## [PAGE TEXT]
========================================================================

Ercole Pignatelli

ERCOLE PIGNATELLI: A BAROQUE LIFE

Curated by Antonella Mazza and Claudia Ponzi
Opening: 10 March 2026 | 5:00 PM – 9:00 PM
On view until 24 March 2026.

ERCOLE PIGNATELLI: A BAROQUE LIFE

A life lived passionately, without restraint, worthy of the plot of a novel or of a neorealist film by a great Italian director.

Ercole began painting at the age of seven, while he was in third grade.
As a young boy, he decided that he wanted to become a painter.
His eyes were filled with sun, beauty, passion, and torment.
To fulfil his dream, he knew he had to leave.
He arrived in Milan from Lecce by train on the morning of 20 November 1953.
He was 18 years old and had 7,000 lire in his pocket. He bought Corriere della Sera to look for a place to sleep, randomly pointed his pen at an advert, and called a phone number using a token.
He found a room for rent at Via Formentini 5, in Brera.
His destiny as an artist had already prepared an extraordinary welcome for him: his novel-like life, somewhere between La Bohème and Miracle in Milan, had already begun.

He leaves the house and, in the fog of Via Fiori Chiari, notices a great deal of movement: he is in the district of the brothels.

========================================================================

## [EXERCISES]
1. Quote the text about Ercole Pignatelli word for word, from "Curated by Antonella" to "using a token.".
2. Write the next part of the text about Ercole Pignatelli, picking up after its last sentence.

## [DATASET EXCERPT]
========================================================================

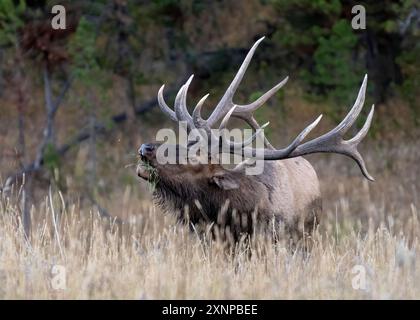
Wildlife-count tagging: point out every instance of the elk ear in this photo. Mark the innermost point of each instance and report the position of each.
(224, 182)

========================================================================

## [RESPONSES FOR EACH TASK]
1.
Curated by Antonella Mazza and Claudia Ponzi
Opening: 10 March 2026 | 5:00 PM – 9:00 PM
On view until 24 March 2026.

ERCOLE PIGNATELLI: A BAROQUE LIFE

A life lived passionately, without restraint, worthy of the plot of a novel or of a neorealist film by a great Italian director.

Ercole began painting at the age of seven, while he was in third grade.
As a young boy, he decided that he wanted to become a painter.
His eyes were filled with sun, beauty, passion, and torment.
To fulfil his dream, he knew he had to leave.
He arrived in Milan from Lecce by train on the morning of 20 November 1953.
He was 18 years old and had 7,000 lire in his pocket. He bought Corriere della Sera to look for a place to sleep, randomly pointed his pen at an advert, and called a phone number using a token.

2.
He bumps into the doorway of the Brera Academy of Fine Arts. Someone calls out to him: it is the painter Ettore Sordini, who invites him into Bar Jamaica, where he meets Salvatore Quasimodo, Lucio Fontana, and Milena Milani.
That very day, his life changes.
Milena Milani introduces him to her partner, Carlo Cardazzo, owner of Galleria del Naviglio in Milan and Galleria del Cavallino in Venice, who becomes his art dealer.

As soon as he arrived in Milan, he saw the banner announcing Pablo Picasso’s exhibition: Guernica was on display in the Sala delle Cariatidi at Palazzo Reale.
He was struck by that anti-Franco cry of pain, exhibited in a hall still marked by fires and bombings.
He would make a daily pilgrimage to contemplate Guernica until the end of the exhibition.
“That exhibition was unforgettable for me,” he recalls.
In that same place, in 2024, he paid tribute to Picasso by reinterpreting Guernica itself through Memento Amare Semper, a painting performance in which, over the course of 12 days, he created a universal denunciation of wars and fascism, into which he introduced a courageous pink dawn of hope.

Milan immediately notices his roaring, irrepressible, and passionate energy.
In those years, the art world was relatively small, and the lives of young artists unfolded among the streets of Brera.
With great naturalness, he soon came to know everyone, winning them over with his extraordinary imagination and his free, playful spirit.
Ercole Pignatelli entered the Milanese artistic scene with a deeply personal mark, as well as the hearts of many artists and intellectuals of that time.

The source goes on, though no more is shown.